▸ Using the information:
1: Name every law and every observance mentioned in the article about the food bank's hunger simulation.
2: Set down the passage of the food bank article starting at "NORFOLK, Va. (WAVY)" and ending at "the food bank.", word for word.
3: Write the next part of the article about the food bank's hunger simulation for elected officials, picking up after its final sentence.

NORFOLK, Va. (WAVY) — The Foodbank of Southeastern Virginia and the Eastern Shore held a virtual simulation to educate elected officials about the impacts of policies on hunger.
In conjunction with Hunger Action Month and Elected Official Engagement Day, the organization demonstrated how problems like the racial wealth gap are seen in the community.
“The racial wealth gap is sort of the difference between the median net worth of a white household versus a Black household or people who are not already living in poverty. There’s a 13 to 1 difference,” said Leah Williams-Rumbley, who is the senior director of advocacy for the food bank.
Williams-Rumbley says that difference is thousands of dollars, which can mean having food or not on the table for some families of color.
Friday’s simulation included how that gap is impacted by policies lawmakers put into place.
“Ending hunger isn’t just about feeding people. It’s about changing policies and practices that contribute to that happening in the first place,” she said.
Williams-Rumbley highlighted federal and state laws such as the Farm Bill and the Children Nutrition Reauthorization Act as policies that impact people’s ability to eat.

▸ Available data:
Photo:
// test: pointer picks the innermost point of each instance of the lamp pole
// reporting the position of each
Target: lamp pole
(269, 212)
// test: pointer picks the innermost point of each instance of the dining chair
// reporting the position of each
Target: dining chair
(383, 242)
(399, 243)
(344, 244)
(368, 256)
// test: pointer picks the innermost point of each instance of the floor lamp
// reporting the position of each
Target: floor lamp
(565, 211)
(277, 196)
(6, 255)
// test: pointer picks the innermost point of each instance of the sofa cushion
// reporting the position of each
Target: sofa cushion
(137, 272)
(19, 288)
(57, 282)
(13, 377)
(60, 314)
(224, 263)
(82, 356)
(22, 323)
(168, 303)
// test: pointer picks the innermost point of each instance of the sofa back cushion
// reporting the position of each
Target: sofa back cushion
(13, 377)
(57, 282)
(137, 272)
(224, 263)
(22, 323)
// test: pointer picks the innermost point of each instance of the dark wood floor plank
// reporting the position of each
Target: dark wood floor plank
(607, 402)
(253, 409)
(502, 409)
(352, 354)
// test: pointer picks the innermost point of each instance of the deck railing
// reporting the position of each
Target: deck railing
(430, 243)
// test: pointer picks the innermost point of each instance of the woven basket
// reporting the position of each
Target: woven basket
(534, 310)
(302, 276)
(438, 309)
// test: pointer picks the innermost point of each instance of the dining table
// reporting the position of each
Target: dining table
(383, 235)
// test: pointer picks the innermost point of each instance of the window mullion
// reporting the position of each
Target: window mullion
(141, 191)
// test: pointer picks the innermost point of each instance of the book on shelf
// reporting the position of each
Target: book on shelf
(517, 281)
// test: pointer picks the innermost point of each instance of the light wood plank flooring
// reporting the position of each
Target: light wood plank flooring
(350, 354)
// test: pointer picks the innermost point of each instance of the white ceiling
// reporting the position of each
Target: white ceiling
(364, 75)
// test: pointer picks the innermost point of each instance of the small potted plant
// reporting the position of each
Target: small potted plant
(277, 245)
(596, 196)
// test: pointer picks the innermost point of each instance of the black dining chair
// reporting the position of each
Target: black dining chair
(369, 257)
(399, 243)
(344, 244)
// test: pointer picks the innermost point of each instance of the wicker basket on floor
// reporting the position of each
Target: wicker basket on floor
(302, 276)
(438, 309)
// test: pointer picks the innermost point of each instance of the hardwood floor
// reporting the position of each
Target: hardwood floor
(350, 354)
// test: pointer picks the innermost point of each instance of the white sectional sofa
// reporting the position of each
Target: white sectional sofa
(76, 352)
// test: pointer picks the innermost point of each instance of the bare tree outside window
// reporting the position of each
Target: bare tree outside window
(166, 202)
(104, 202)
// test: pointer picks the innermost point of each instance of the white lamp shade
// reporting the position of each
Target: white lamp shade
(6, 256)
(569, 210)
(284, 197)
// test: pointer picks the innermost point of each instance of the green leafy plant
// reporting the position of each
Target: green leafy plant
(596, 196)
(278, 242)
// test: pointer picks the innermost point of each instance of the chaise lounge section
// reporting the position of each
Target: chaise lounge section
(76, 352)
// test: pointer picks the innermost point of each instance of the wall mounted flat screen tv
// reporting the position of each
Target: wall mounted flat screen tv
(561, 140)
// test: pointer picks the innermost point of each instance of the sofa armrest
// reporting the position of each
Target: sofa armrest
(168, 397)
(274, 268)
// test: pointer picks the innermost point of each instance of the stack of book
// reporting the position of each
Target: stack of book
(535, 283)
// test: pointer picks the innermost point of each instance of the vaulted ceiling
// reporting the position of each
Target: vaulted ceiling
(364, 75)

▸ Answers to each task:
1:
Laws: the Farm Bill and the Children Nutrition Reauthorization Act.
Observances: Hunger Action Month and Elected Official Engagement Day.

2:
NORFOLK, Va. (WAVY) — The Foodbank of Southeastern Virginia and the Eastern Shore held a virtual simulation to educate elected officials about the impacts of policies on hunger.
In conjunction with Hunger Action Month and Elected Official Engagement Day, the organization demonstrated how problems like the racial wealth gap are seen in the community.
“The racial wealth gap is sort of the difference between the median net worth of a white household versus a Black household or people who are not already living in poverty. There’s a 13 to 1 difference,” said Leah Williams-Rumbley, who is the senior director of advocacy for the food bank.

3:
Policies revolving around food and nutrition aren’t the only thing that can affect their goal to eradicate hunger.
Williams-Rumbley says things such as the minimum wage make a difference.
“People would be able to do a better job of putting food on the table with better minimum wage,” she said.
The food bank serves around 200,000 people a year, but Williams-Rumbley says their numbers have doubled since the COVID-19 pandemic started.
On top of the pandemic, she says more people have been interested in learning more about hunger, especially since one of their closest neighborhoods recently became a food desert.
“While this is a conversation we’ve been having for sometime, the racial unrest in our country has brought it to our forefront and caused the community at large interested in and unpacking what caused racial wealth gap and hunger,” she said.
Williams-Rumbley encourages people to learn more about the food bank and says there are many ways to help.
“Donate food, donate funds, donate time and what may be a little newer to people is donate your voice,” she said. “We need you to get on board and contact your legislators about things that are coming down the pipeline.”